SET EXERCISE ▸
Copy the items below, putting "Coordinates" in place of each "Results" and leaving everything else unchanged.
* start MATERIAL TO PROCESS *
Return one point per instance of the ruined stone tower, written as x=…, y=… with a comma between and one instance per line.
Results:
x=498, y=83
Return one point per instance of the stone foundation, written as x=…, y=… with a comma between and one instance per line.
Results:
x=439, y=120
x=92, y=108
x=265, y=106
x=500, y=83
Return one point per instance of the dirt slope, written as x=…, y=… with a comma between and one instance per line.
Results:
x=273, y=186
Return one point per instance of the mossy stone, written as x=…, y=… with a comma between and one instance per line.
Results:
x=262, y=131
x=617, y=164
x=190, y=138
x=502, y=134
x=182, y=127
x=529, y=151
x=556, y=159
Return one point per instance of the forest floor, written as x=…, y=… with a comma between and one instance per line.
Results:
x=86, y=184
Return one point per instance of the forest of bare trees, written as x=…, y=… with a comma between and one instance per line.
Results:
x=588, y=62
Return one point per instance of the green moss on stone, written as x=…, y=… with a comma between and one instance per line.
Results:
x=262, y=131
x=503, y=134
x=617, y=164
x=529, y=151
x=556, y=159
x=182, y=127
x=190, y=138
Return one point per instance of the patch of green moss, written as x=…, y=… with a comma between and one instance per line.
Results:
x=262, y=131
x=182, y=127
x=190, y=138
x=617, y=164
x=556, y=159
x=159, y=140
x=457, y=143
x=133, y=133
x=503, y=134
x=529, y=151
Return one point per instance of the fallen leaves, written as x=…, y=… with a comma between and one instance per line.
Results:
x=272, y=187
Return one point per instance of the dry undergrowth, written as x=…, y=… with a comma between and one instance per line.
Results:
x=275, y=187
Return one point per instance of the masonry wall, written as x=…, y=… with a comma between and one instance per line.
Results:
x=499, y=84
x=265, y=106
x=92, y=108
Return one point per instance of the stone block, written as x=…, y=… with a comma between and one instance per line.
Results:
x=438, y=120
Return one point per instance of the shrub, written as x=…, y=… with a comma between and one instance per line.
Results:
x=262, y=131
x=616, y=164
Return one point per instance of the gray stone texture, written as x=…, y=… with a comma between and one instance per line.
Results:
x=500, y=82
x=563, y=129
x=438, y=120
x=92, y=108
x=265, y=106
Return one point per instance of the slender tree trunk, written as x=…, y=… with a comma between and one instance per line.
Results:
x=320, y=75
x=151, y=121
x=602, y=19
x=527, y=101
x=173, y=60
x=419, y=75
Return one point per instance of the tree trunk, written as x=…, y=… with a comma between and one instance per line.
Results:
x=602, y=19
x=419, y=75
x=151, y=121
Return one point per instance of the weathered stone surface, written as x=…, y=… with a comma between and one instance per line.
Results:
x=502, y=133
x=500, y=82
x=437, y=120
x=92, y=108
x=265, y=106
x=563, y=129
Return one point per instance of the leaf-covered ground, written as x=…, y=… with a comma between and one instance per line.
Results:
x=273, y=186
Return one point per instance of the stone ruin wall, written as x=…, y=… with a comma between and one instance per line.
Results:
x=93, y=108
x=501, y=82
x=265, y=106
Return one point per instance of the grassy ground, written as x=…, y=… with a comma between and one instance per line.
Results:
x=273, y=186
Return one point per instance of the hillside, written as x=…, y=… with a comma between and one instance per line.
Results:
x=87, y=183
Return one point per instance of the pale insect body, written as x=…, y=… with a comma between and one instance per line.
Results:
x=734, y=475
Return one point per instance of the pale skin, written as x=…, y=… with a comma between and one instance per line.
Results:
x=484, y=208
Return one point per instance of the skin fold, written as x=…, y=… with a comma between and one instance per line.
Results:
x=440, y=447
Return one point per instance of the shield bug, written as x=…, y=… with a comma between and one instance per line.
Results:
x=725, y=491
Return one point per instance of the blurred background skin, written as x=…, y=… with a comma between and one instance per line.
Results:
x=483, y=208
* end MATERIAL TO PROCESS *
OUTPUT ▸
Return one point per instance of the ruined stone tower, written as x=…, y=… with a comma between and one instance per line.
Coordinates:
x=498, y=83
Return one point per instance of the stone foundation, written as x=…, y=… with a comma between and one instance per line.
Coordinates:
x=439, y=120
x=92, y=108
x=265, y=106
x=500, y=83
Return one point per instance of the dirt slope, written as x=…, y=… with a comma between and one instance per line.
Coordinates:
x=273, y=186
Return one point per instance of the mossy stone, written as x=…, y=… with a comma between and one instance per line.
Coordinates:
x=262, y=131
x=617, y=164
x=190, y=138
x=502, y=134
x=182, y=127
x=529, y=151
x=556, y=159
Return one point per instance of the forest floor, written as x=…, y=… with a comma between and one instance per line.
Coordinates:
x=86, y=184
Return one point per instance of the forest of bare trees, written as x=…, y=… with a comma between and one instance per line.
Coordinates:
x=588, y=62
Return one point per instance of the green moss on stone, written as x=…, y=… with a comma between and one instance per line.
Coordinates:
x=262, y=131
x=503, y=134
x=617, y=164
x=529, y=151
x=556, y=159
x=182, y=127
x=190, y=138
Return one point per instance of the patch of green moss, written as x=…, y=… with a comma between and one instance per line.
Coordinates:
x=262, y=131
x=182, y=127
x=190, y=138
x=617, y=164
x=556, y=159
x=159, y=140
x=457, y=143
x=133, y=133
x=503, y=134
x=529, y=151
Return one point per instance of the fallen leaves, written as x=…, y=… with a comma between and one instance per line.
Coordinates:
x=272, y=187
Return one point per instance of the dry undergrowth, written as x=…, y=… with a comma between and one instance per line.
Coordinates:
x=275, y=187
Return one point per instance of the masonry wall, written as x=…, y=… with a comma between and one instance per line.
Coordinates:
x=499, y=84
x=265, y=106
x=92, y=108
Return one point per instance of the stone block, written as x=…, y=… with a comma between and one instance per line.
Coordinates:
x=438, y=120
Return one point per instance of the shrub, written as x=…, y=… with a comma between and one instance per line.
Coordinates:
x=262, y=131
x=616, y=164
Return one point per instance of the gray stone texture, written as x=…, y=… with a comma between and one instance per line.
Coordinates:
x=500, y=82
x=563, y=129
x=438, y=120
x=92, y=108
x=265, y=106
Return one point per instance of the slender tree trunk, written as x=…, y=… with a comma between and one instance per line.
Coordinates:
x=320, y=75
x=151, y=121
x=602, y=19
x=527, y=101
x=173, y=60
x=419, y=75
Return one point per instance of the tree trunk, written as x=…, y=… with a comma between and one instance per line.
Coordinates:
x=602, y=19
x=419, y=75
x=151, y=121
Return one point per instance of the weathered stone surface, written as x=…, y=… with a comma between and one instance per line.
Coordinates:
x=502, y=133
x=500, y=82
x=437, y=120
x=92, y=108
x=265, y=106
x=563, y=129
Return one point per instance of the leaf-covered ground, written as x=…, y=… with a comma between and one instance per line.
Coordinates:
x=273, y=186
Return one point per instance of the stone ruin wall, written as x=…, y=… with a comma between and one instance per line.
Coordinates:
x=93, y=108
x=501, y=82
x=265, y=106
Return one point per instance of the grassy ground, written as x=…, y=… with a comma between and one instance per line.
Coordinates:
x=273, y=186
Return one point per instance of the hillside, written as x=…, y=… with a comma between and one instance per line.
Coordinates:
x=87, y=183
Return one point per instance of the pale insect body, written as x=…, y=… with a comma between and one instance per line.
Coordinates:
x=734, y=475
Return one point per instance of the pale skin, written as x=…, y=… with a comma between and one instance per line.
Coordinates:
x=484, y=208
Return one point per instance of the skin fold, written as x=…, y=… with a comma between and one instance per line.
Coordinates:
x=440, y=447
Return one point per instance of the shield bug, written as x=…, y=… with a comma between and one instance per line.
Coordinates:
x=725, y=491
Return one point per instance of the blurred background skin, written as x=…, y=… with a comma between and one instance per line.
Coordinates:
x=483, y=208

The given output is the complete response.